**Supplied data**.

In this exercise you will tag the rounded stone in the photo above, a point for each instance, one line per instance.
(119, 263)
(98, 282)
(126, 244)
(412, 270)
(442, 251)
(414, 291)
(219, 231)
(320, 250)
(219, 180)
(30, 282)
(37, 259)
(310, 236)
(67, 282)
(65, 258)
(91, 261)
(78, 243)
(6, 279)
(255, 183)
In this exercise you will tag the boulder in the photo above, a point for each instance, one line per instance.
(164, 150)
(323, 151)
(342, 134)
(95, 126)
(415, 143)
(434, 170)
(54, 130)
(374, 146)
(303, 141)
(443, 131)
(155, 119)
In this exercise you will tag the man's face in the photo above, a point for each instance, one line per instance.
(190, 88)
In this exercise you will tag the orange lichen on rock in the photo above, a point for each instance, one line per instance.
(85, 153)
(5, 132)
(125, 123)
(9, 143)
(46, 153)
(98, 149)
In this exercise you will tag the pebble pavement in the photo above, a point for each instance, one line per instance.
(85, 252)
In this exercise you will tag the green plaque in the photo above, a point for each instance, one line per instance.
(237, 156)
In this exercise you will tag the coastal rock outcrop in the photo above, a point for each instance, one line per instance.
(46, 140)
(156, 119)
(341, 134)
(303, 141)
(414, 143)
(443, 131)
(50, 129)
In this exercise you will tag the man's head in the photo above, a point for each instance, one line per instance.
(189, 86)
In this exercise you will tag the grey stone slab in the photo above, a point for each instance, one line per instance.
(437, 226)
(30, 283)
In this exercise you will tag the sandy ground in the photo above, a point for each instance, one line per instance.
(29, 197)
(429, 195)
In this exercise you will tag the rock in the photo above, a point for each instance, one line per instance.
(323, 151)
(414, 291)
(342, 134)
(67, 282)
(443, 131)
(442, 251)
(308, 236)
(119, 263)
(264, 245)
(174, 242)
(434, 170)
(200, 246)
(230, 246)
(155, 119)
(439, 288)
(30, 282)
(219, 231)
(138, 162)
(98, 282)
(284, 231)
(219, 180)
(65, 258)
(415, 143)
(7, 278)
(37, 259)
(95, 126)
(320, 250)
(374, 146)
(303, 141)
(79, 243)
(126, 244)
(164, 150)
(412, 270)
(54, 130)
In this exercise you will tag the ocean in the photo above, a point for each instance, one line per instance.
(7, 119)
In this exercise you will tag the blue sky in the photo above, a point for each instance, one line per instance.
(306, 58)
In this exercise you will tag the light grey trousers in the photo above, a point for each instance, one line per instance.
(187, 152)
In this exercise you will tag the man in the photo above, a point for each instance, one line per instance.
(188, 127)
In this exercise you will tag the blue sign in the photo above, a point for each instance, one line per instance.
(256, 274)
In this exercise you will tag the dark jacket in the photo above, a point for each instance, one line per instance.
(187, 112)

* * *

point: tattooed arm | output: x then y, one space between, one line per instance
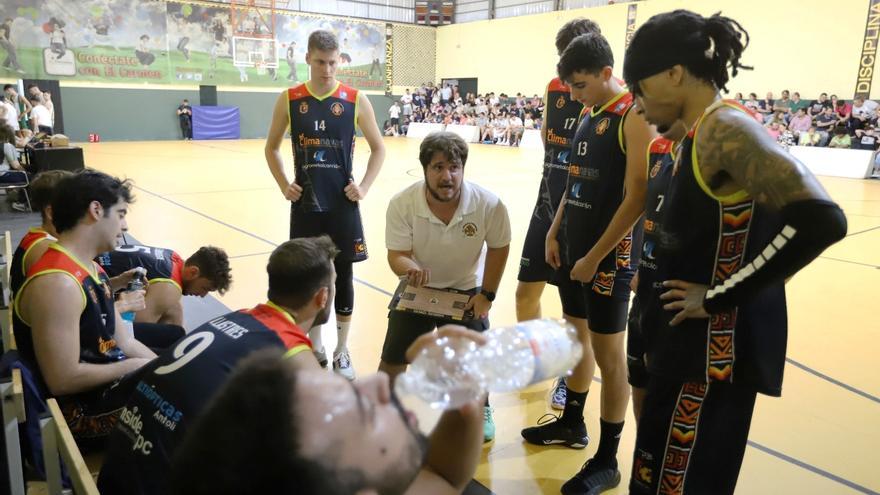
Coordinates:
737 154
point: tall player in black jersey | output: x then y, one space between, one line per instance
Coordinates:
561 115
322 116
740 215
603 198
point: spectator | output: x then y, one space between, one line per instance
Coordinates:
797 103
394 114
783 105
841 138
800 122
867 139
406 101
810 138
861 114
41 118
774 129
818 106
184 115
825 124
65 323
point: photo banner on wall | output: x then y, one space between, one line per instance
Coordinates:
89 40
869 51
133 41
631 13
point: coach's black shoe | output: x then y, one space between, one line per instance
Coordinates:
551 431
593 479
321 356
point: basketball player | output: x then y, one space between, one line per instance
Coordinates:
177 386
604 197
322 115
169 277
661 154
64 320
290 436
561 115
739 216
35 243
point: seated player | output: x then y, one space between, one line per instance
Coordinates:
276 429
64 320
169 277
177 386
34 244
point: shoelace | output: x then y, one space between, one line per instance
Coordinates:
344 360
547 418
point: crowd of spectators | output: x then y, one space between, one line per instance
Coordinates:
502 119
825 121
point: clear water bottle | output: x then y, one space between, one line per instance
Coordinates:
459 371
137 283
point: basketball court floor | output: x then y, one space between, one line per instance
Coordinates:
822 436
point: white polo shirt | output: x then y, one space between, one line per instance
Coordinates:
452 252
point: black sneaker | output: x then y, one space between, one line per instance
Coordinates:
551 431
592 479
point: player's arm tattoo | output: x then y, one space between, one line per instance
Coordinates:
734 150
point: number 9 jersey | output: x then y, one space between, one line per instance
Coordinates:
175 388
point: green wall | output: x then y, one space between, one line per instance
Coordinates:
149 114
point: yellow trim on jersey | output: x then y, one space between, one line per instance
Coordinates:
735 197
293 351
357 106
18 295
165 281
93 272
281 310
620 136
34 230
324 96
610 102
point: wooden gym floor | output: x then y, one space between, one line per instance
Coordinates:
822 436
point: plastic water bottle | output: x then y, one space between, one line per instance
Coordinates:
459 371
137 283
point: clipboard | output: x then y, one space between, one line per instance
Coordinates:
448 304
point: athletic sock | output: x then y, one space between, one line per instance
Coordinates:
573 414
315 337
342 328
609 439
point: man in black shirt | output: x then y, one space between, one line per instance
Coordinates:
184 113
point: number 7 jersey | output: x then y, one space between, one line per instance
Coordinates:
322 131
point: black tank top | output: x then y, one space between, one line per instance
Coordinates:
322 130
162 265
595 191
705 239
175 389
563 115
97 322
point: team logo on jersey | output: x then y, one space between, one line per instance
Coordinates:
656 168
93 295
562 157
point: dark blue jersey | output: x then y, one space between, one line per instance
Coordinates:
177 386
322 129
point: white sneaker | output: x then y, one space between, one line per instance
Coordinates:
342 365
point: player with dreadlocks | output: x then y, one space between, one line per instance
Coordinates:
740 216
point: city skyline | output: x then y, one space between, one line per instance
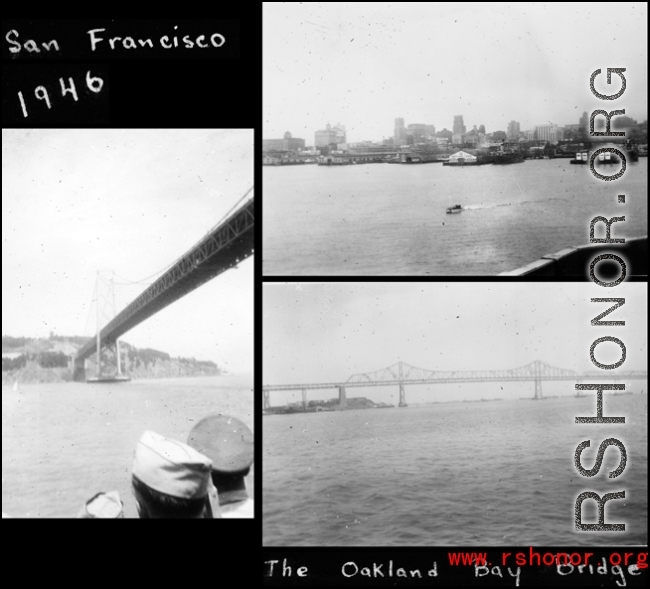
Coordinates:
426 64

**Task prompt**. The range runs from the line with "point: clear water" up to and including the line with "point: black tank" in the listing above; please write out exactly those lines and nothing more.

**Response**.
point: clear water bottle | output: x then y, one space between, one line per instance
Coordinates:
459 371
137 283
point: basketball court floor | output: x then y, one space between, one line per instance
Coordinates:
822 436
point: white polo shirt | output: x then y, one space between, one line per instance
Coordinates:
452 252
point: black sneaker | output: x then y, one space between, one line per instance
Coordinates:
551 431
592 479
point: player's arm tattoo | output: x then y, one space between, one line per instance
Coordinates:
734 150
point: number 9 jersey | output: x then y, one space between, one line per instance
Coordinates:
175 388
point: green wall | output: x then y, one space between, one line per instance
Coordinates:
149 114
point: yellow trim on jersey | output: x then y, one space between, one line per instance
Coordinates:
735 197
293 351
357 106
18 295
165 281
93 272
281 310
620 136
34 230
324 96
610 102
point: wooden gym floor | output: x then y, one space between, one line per instance
Coordinates:
822 436
point: plastic water bottle | output: x then y, one space between, one line per instance
Coordinates:
459 371
137 283
point: clipboard | output: x then y, one space between, one line per instance
Coordinates:
448 304
point: athletic sock | output: x then y, one space between, one line per instance
Coordinates:
573 414
315 337
342 328
609 439
point: man in black shirt | output: x then y, one space between, one line per instance
Coordinates:
184 113
point: number 7 jersey | output: x then y, one space between, one line per instance
Coordinates:
322 131
point: black tank top | output: x then y, one space between, one line per instance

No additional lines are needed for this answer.